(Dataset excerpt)
▬▬▬▬▬▬▬▬▬▬

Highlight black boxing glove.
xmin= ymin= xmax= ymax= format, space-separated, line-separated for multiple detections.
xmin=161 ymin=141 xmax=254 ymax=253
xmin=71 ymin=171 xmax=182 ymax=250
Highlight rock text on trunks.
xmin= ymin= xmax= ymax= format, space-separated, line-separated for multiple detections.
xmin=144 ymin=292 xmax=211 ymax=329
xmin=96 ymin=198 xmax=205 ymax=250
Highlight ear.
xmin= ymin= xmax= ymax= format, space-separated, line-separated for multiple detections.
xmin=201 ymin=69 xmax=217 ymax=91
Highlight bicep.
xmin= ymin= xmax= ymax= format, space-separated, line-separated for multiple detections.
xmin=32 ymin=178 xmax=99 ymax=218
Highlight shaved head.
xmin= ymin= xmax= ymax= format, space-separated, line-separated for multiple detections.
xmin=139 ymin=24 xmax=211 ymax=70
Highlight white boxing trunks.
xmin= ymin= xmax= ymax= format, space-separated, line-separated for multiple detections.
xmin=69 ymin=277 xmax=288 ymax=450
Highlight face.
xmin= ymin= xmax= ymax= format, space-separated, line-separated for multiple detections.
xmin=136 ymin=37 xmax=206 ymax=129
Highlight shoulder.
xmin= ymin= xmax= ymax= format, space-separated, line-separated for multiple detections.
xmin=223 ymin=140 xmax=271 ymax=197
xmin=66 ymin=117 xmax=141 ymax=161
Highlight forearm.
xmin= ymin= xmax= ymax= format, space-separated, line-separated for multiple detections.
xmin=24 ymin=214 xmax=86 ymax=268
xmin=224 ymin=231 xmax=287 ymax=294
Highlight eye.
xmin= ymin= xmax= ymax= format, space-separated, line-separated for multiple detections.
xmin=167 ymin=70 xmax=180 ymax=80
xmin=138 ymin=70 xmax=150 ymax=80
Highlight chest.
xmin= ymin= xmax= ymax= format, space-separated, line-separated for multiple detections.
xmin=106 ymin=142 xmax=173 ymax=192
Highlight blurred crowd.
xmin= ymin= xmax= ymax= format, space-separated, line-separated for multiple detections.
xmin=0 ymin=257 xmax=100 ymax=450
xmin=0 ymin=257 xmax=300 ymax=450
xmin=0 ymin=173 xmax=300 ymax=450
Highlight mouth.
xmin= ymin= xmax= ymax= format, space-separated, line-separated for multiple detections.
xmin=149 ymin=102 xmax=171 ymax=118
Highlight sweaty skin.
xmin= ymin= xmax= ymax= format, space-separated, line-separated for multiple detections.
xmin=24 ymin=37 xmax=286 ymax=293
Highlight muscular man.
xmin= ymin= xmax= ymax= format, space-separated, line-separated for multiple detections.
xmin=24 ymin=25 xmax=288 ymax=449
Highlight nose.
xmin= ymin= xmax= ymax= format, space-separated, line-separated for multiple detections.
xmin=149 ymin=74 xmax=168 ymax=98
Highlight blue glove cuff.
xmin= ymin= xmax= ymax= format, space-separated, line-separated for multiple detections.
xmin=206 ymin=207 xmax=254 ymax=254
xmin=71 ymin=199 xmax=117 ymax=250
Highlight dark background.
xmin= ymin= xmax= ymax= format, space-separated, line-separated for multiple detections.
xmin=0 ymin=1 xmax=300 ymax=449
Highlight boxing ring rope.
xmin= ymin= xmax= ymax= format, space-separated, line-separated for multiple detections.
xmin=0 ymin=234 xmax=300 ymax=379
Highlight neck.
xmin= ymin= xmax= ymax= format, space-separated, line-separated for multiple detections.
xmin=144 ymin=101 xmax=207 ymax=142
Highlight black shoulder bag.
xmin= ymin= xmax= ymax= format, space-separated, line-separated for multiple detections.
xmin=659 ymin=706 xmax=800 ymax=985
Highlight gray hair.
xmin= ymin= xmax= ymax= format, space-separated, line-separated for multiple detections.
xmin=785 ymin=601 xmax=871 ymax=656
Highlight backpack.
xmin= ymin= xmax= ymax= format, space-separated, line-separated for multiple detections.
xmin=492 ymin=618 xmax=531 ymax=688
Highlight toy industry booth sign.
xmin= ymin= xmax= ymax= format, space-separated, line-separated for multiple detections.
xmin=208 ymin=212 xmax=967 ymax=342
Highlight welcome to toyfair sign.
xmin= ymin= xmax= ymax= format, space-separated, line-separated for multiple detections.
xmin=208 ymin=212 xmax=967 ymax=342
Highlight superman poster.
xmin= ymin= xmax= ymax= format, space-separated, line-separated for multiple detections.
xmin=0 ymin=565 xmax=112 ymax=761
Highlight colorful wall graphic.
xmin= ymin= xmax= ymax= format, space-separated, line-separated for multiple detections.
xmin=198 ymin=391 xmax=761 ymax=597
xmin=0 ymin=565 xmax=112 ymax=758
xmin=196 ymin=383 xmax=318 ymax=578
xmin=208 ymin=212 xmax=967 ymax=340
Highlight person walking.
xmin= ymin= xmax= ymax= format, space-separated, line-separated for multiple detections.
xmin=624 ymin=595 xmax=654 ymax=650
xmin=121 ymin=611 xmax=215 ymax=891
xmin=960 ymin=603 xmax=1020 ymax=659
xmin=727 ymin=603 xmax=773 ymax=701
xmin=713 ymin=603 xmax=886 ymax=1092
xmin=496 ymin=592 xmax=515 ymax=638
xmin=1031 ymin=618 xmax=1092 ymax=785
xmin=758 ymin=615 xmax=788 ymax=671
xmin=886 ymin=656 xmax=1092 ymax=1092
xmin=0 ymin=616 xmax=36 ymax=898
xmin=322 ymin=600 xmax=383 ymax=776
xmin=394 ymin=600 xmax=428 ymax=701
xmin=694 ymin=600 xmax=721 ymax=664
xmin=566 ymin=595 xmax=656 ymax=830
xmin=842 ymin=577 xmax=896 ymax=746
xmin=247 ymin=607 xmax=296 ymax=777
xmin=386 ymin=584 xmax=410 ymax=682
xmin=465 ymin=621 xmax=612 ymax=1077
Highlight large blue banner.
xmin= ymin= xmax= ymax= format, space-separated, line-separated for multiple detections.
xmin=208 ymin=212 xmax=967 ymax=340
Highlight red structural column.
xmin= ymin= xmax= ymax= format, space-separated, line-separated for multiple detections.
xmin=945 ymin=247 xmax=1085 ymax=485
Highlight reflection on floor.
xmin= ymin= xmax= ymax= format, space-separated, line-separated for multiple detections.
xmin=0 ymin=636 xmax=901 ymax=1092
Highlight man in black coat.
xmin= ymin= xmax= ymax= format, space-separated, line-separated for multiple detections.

▬▬▬▬▬▬▬▬▬▬

**Goal**
Repeat every row above verbatim.

**Answer to the problem**
Highlight black boxing glove.
xmin= ymin= xmax= ymax= format, space-separated, line-separated for multiple detections.
xmin=161 ymin=141 xmax=254 ymax=253
xmin=71 ymin=171 xmax=182 ymax=250
Highlight rock text on trunks.
xmin= ymin= xmax= ymax= format, space-separated, line-separated for multiple detections.
xmin=144 ymin=292 xmax=211 ymax=329
xmin=96 ymin=198 xmax=205 ymax=250
Highlight ear.
xmin= ymin= xmax= ymax= format, space-separated, line-separated for multiple detections.
xmin=201 ymin=69 xmax=217 ymax=91
Highlight bicep.
xmin= ymin= xmax= ymax= format, space-separated, line-separated for multiple detections.
xmin=32 ymin=178 xmax=99 ymax=218
Highlight shaved head.
xmin= ymin= xmax= ymax= format, space-separated, line-separated for multiple detections.
xmin=139 ymin=24 xmax=211 ymax=70
Highlight white boxing trunks.
xmin= ymin= xmax= ymax= format, space-separated, line-separated for multiple detections.
xmin=69 ymin=277 xmax=288 ymax=450
Highlight face.
xmin= ymin= xmax= ymax= format, space-separated, line-separated for multiple detections.
xmin=136 ymin=37 xmax=206 ymax=129
Highlight shoulder.
xmin= ymin= xmax= ymax= format, space-separated, line-separated for multiple detections.
xmin=223 ymin=140 xmax=271 ymax=197
xmin=66 ymin=117 xmax=141 ymax=161
Highlight forearm.
xmin= ymin= xmax= ymax= format, space-separated, line-separated for multiple detections.
xmin=24 ymin=214 xmax=86 ymax=268
xmin=224 ymin=231 xmax=287 ymax=294
Highlight eye.
xmin= ymin= xmax= ymax= format, space-separated, line-separated for multiple detections.
xmin=167 ymin=70 xmax=180 ymax=80
xmin=138 ymin=70 xmax=150 ymax=80
Highlight chest.
xmin= ymin= xmax= ymax= format, space-separated, line-separated for multiple detections.
xmin=106 ymin=142 xmax=173 ymax=192
Highlight blurred crowd.
xmin= ymin= xmax= ymax= format, space-separated, line-separated for multiple detections.
xmin=0 ymin=257 xmax=100 ymax=450
xmin=0 ymin=257 xmax=300 ymax=450
xmin=0 ymin=173 xmax=300 ymax=450
Highlight mouth.
xmin= ymin= xmax= ymax= format, space-separated, line-separated for multiple detections.
xmin=149 ymin=102 xmax=171 ymax=118
Highlight sweaty skin.
xmin= ymin= xmax= ymax= format, space-separated, line-separated for multiple detections.
xmin=24 ymin=37 xmax=286 ymax=293
Highlight muscular man.
xmin= ymin= xmax= ymax= format, space-separated, line-separated for multiple detections.
xmin=24 ymin=25 xmax=288 ymax=449
Highlight nose.
xmin= ymin= xmax= ymax= format, space-separated, line-separated for multiple detections.
xmin=149 ymin=74 xmax=168 ymax=98
Highlight blue glove cuff.
xmin= ymin= xmax= ymax= format, space-separated, line-separated for multiple detections.
xmin=206 ymin=207 xmax=254 ymax=254
xmin=71 ymin=199 xmax=117 ymax=250
Highlight dark background.
xmin= ymin= xmax= ymax= format, space-separated, line-separated for multiple detections.
xmin=0 ymin=1 xmax=300 ymax=449
Highlight boxing ring rope.
xmin= ymin= xmax= ymax= format, space-separated, line-separated for multiple detections.
xmin=0 ymin=234 xmax=300 ymax=379
Highlight neck.
xmin= ymin= xmax= ymax= format, space-separated, line-separated for multiple detections.
xmin=144 ymin=101 xmax=207 ymax=142
Highlight black shoulder bag.
xmin= ymin= xmax= ymax= format, space-separated, line-separated for multiple detections.
xmin=659 ymin=706 xmax=800 ymax=985
Highlight gray hair.
xmin= ymin= xmax= ymax= format, space-separated, line-separated for multiple detections.
xmin=785 ymin=601 xmax=871 ymax=656
Highlight backpack.
xmin= ymin= xmax= ymax= format, space-separated, line-separated for multiple detections.
xmin=492 ymin=618 xmax=531 ymax=688
Highlight toy industry booth sign.
xmin= ymin= xmax= ymax= format, space-separated, line-separated for multiple detections.
xmin=208 ymin=212 xmax=967 ymax=342
Highlight welcome to toyfair sign.
xmin= ymin= xmax= ymax= format, space-separated, line-separated for multiple detections.
xmin=208 ymin=212 xmax=967 ymax=342
Highlight superman poster.
xmin= ymin= xmax= ymax= format, space-separated, line-separated for multiple detections.
xmin=0 ymin=565 xmax=112 ymax=761
Highlight colorful wall graphic.
xmin= ymin= xmax= ymax= format, space-separated, line-separated for multiple detections.
xmin=198 ymin=391 xmax=761 ymax=597
xmin=0 ymin=565 xmax=112 ymax=758
xmin=196 ymin=383 xmax=318 ymax=578
xmin=208 ymin=212 xmax=967 ymax=340
Highlight person walking.
xmin= ymin= xmax= ymax= format, space-separated, line-separated for multiple detections.
xmin=624 ymin=595 xmax=654 ymax=650
xmin=121 ymin=611 xmax=215 ymax=891
xmin=960 ymin=603 xmax=1020 ymax=659
xmin=727 ymin=603 xmax=773 ymax=701
xmin=713 ymin=603 xmax=886 ymax=1092
xmin=496 ymin=592 xmax=515 ymax=638
xmin=1031 ymin=618 xmax=1092 ymax=785
xmin=758 ymin=615 xmax=788 ymax=671
xmin=886 ymin=656 xmax=1092 ymax=1092
xmin=0 ymin=616 xmax=36 ymax=898
xmin=322 ymin=600 xmax=383 ymax=776
xmin=394 ymin=600 xmax=428 ymax=701
xmin=694 ymin=600 xmax=721 ymax=664
xmin=566 ymin=595 xmax=656 ymax=830
xmin=842 ymin=577 xmax=896 ymax=746
xmin=247 ymin=607 xmax=296 ymax=777
xmin=386 ymin=584 xmax=410 ymax=682
xmin=465 ymin=621 xmax=612 ymax=1077
Highlight large blue banner.
xmin= ymin= xmax= ymax= format, space-separated, line-separated for multiple detections.
xmin=208 ymin=212 xmax=967 ymax=340
Highlight red structural column.
xmin= ymin= xmax= ymax= format, space-separated, line-separated for multiple detections.
xmin=945 ymin=247 xmax=1085 ymax=485
Highlight reflection on floor.
xmin= ymin= xmax= ymax= format, space-separated, line-separated for multiple detections.
xmin=0 ymin=636 xmax=901 ymax=1092
Highlight man in black coat.
xmin= ymin= xmax= ymax= format, space-separated, line-separated for multiple detections.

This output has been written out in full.